- [Problem to work on]: Find the lines in the material below that include the word "tall", count them, and give that count alone.

══════

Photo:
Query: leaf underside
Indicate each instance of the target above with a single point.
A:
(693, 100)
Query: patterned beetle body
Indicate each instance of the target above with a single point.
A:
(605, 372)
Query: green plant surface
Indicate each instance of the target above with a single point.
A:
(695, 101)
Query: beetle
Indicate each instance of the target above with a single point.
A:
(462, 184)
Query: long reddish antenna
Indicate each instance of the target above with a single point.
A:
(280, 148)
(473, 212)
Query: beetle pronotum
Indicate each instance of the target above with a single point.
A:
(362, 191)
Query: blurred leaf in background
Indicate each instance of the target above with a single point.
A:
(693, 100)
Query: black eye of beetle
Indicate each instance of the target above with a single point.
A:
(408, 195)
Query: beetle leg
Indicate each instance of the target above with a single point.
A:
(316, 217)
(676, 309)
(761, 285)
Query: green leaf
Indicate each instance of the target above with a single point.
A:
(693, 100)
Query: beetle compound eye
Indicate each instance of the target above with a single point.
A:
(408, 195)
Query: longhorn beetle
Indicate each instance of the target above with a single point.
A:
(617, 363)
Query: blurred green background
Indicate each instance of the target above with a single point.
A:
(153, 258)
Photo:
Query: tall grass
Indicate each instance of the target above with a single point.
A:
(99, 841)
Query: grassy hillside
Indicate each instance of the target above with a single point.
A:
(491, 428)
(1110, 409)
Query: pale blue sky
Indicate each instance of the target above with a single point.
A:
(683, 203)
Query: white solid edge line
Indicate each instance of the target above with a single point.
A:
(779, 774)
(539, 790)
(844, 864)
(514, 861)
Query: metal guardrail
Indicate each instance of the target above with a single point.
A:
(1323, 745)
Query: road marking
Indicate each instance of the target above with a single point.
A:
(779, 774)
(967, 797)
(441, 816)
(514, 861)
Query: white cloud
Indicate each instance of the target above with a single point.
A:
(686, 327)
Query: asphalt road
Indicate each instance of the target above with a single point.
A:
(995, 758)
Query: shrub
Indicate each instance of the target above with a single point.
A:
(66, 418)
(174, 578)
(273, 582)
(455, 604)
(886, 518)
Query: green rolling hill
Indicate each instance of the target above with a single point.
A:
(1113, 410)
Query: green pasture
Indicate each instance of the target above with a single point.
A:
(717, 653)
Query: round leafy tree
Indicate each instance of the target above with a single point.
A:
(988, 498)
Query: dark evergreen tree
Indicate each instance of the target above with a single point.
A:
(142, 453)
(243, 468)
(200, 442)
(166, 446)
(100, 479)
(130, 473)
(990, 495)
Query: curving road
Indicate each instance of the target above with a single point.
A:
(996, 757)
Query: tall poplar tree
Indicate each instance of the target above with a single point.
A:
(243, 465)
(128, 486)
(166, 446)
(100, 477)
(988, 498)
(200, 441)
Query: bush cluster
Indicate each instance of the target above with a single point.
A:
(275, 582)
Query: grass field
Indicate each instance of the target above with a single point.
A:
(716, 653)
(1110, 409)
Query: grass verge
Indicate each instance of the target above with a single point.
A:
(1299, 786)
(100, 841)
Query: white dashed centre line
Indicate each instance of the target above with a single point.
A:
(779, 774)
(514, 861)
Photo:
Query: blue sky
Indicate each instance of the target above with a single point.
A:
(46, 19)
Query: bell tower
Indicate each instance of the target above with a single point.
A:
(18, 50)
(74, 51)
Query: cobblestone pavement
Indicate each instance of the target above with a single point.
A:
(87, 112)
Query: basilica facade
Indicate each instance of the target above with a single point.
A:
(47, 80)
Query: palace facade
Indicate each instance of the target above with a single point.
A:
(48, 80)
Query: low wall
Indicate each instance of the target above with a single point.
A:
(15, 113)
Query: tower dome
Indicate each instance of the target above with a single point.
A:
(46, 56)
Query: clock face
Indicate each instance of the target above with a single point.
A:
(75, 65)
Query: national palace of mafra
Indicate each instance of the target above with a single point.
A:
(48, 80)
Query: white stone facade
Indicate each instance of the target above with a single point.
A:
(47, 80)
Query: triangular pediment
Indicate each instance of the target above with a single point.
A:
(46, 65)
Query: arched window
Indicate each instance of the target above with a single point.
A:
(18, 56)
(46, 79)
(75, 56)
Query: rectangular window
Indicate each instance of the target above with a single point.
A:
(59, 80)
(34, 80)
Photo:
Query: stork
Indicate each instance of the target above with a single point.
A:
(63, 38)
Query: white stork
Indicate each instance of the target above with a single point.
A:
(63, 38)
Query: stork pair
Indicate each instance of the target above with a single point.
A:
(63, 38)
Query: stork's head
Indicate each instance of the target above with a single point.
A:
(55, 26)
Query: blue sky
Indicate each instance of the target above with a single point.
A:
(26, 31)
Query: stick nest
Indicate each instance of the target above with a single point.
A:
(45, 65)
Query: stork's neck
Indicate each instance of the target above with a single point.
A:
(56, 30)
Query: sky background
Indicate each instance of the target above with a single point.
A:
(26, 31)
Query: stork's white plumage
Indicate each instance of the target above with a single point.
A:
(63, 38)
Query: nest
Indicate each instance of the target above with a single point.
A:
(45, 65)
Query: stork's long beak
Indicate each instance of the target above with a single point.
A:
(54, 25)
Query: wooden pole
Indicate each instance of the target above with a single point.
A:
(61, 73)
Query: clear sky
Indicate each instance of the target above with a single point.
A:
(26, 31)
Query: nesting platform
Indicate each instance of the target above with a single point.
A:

══════

- [Answer for this exercise]: 2